## Task objective
Please say how many lines in the records below contain the word "home", giving the number alone.

>>>>>

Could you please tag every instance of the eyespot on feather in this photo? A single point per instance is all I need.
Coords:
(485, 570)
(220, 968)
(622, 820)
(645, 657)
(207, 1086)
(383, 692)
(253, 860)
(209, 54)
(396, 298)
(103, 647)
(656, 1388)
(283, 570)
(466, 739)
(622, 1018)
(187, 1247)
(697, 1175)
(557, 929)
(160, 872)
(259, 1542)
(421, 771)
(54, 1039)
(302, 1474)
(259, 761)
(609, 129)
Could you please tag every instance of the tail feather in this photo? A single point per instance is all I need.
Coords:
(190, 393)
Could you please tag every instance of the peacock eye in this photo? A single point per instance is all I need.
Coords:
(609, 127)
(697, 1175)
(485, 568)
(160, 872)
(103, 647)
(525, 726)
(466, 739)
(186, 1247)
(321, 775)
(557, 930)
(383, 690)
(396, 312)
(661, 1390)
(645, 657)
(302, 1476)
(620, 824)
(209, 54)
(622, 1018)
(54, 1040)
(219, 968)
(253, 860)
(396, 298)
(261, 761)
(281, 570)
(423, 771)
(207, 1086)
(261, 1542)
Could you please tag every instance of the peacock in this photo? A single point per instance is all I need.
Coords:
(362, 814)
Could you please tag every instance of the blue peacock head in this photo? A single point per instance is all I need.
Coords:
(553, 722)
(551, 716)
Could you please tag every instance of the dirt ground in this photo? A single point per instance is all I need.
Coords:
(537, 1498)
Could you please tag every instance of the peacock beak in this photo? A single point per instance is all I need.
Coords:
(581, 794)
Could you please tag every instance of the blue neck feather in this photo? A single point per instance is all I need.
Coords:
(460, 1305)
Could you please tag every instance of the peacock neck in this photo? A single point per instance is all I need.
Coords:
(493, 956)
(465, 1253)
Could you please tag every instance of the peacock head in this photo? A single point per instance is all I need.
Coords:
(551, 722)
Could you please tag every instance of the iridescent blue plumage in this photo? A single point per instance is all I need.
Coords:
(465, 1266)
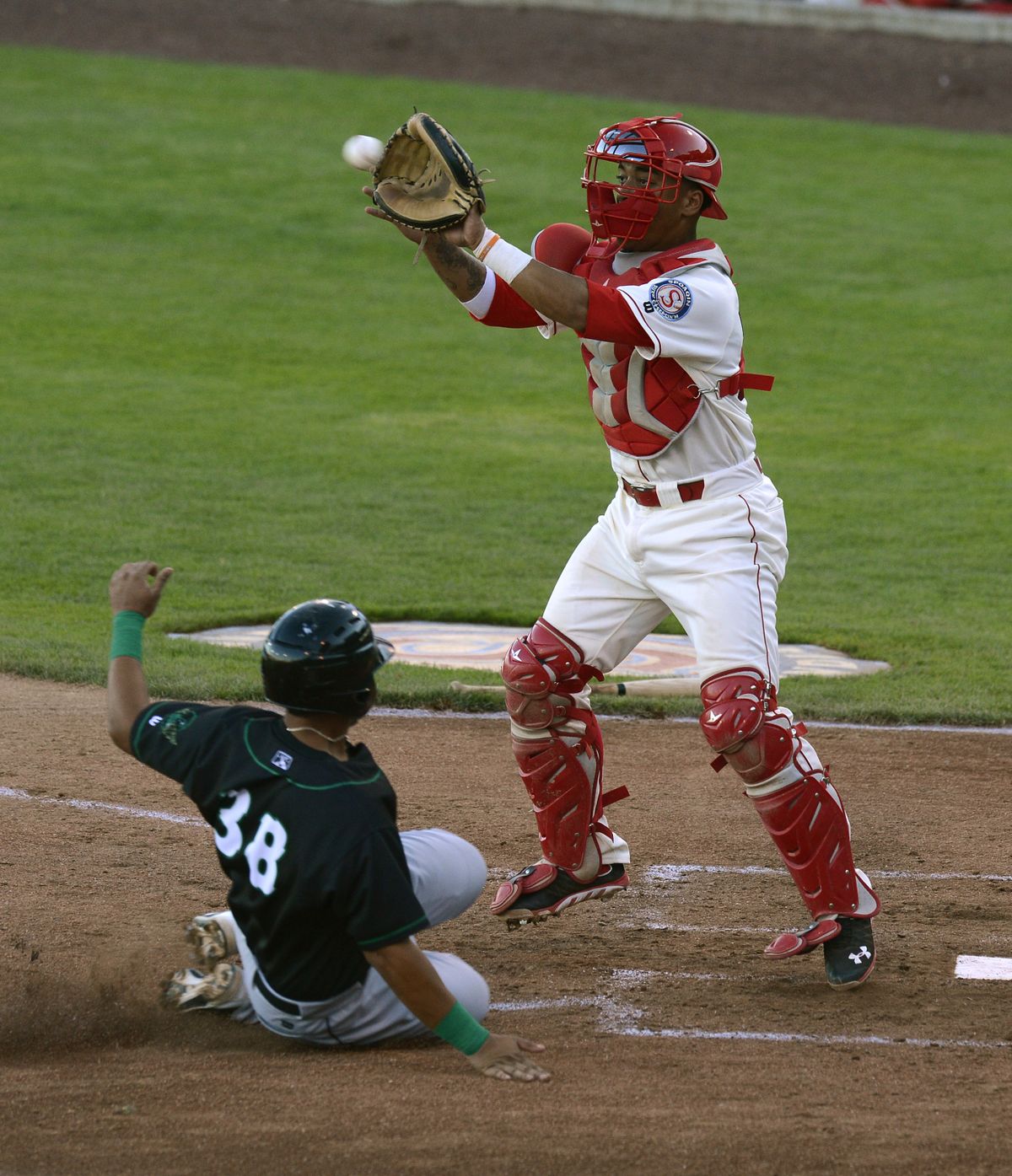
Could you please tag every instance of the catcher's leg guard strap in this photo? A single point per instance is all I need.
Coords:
(557, 741)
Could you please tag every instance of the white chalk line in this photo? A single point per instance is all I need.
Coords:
(503, 717)
(616, 1018)
(18, 794)
(661, 873)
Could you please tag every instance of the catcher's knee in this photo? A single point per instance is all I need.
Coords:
(542, 670)
(740, 721)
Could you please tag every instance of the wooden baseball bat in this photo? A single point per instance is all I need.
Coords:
(646, 687)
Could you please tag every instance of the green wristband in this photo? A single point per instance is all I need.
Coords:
(459, 1029)
(127, 631)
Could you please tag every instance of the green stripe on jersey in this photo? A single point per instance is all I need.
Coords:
(416, 925)
(136, 746)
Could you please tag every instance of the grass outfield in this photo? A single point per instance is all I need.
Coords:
(213, 359)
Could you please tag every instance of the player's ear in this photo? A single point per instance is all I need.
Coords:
(692, 199)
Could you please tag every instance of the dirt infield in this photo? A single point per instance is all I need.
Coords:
(676, 1048)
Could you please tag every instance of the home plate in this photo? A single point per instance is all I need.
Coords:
(461, 646)
(982, 968)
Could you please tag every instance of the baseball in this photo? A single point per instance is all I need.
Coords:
(363, 152)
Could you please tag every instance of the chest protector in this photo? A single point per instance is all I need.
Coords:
(642, 405)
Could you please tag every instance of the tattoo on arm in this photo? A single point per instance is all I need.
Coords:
(460, 273)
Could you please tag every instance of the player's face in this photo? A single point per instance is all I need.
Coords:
(636, 176)
(667, 223)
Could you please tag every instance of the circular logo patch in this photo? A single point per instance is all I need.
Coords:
(671, 298)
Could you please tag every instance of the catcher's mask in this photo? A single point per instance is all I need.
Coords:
(671, 149)
(320, 658)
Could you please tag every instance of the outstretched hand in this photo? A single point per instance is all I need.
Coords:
(502, 1056)
(137, 587)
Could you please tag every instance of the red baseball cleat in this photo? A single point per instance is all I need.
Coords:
(544, 889)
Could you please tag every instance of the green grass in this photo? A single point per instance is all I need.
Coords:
(213, 359)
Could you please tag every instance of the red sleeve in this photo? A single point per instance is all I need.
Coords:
(509, 309)
(611, 319)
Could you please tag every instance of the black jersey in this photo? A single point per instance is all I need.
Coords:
(310, 842)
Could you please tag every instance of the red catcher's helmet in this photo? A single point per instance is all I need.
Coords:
(664, 145)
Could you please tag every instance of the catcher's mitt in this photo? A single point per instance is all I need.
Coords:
(426, 179)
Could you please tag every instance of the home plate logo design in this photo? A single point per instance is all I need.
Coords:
(458, 646)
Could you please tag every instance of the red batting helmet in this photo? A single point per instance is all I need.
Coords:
(664, 145)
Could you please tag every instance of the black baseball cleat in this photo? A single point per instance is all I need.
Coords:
(850, 955)
(544, 889)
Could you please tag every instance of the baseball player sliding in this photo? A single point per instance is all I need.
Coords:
(326, 895)
(696, 529)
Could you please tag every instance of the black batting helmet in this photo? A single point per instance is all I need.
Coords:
(320, 658)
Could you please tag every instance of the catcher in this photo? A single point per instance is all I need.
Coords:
(326, 896)
(694, 529)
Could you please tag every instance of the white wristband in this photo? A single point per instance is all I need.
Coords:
(502, 258)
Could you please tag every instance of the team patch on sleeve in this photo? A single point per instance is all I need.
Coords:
(670, 298)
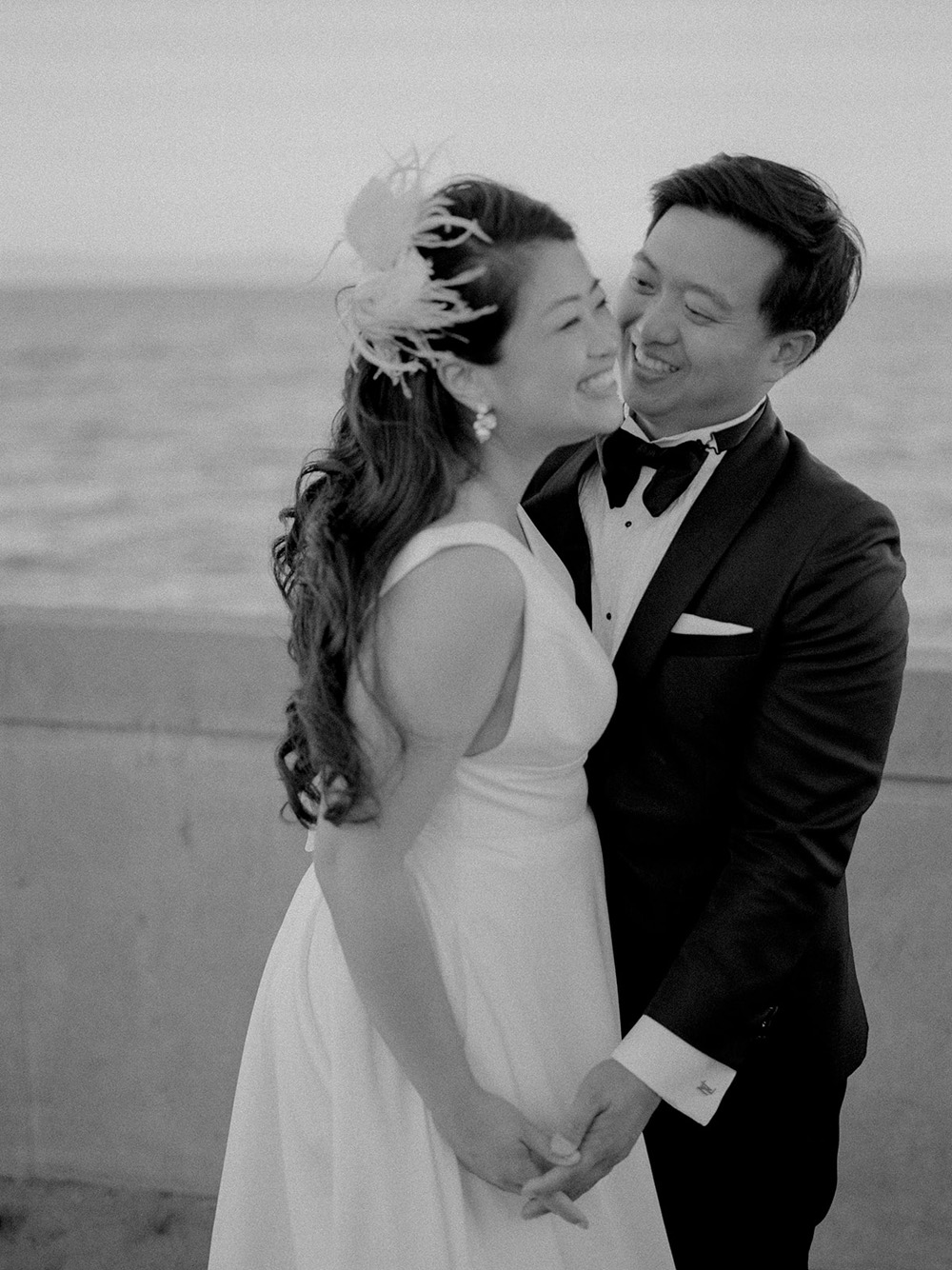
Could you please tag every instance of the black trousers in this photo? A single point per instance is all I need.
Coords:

<<<<<

## Result for this exercise
2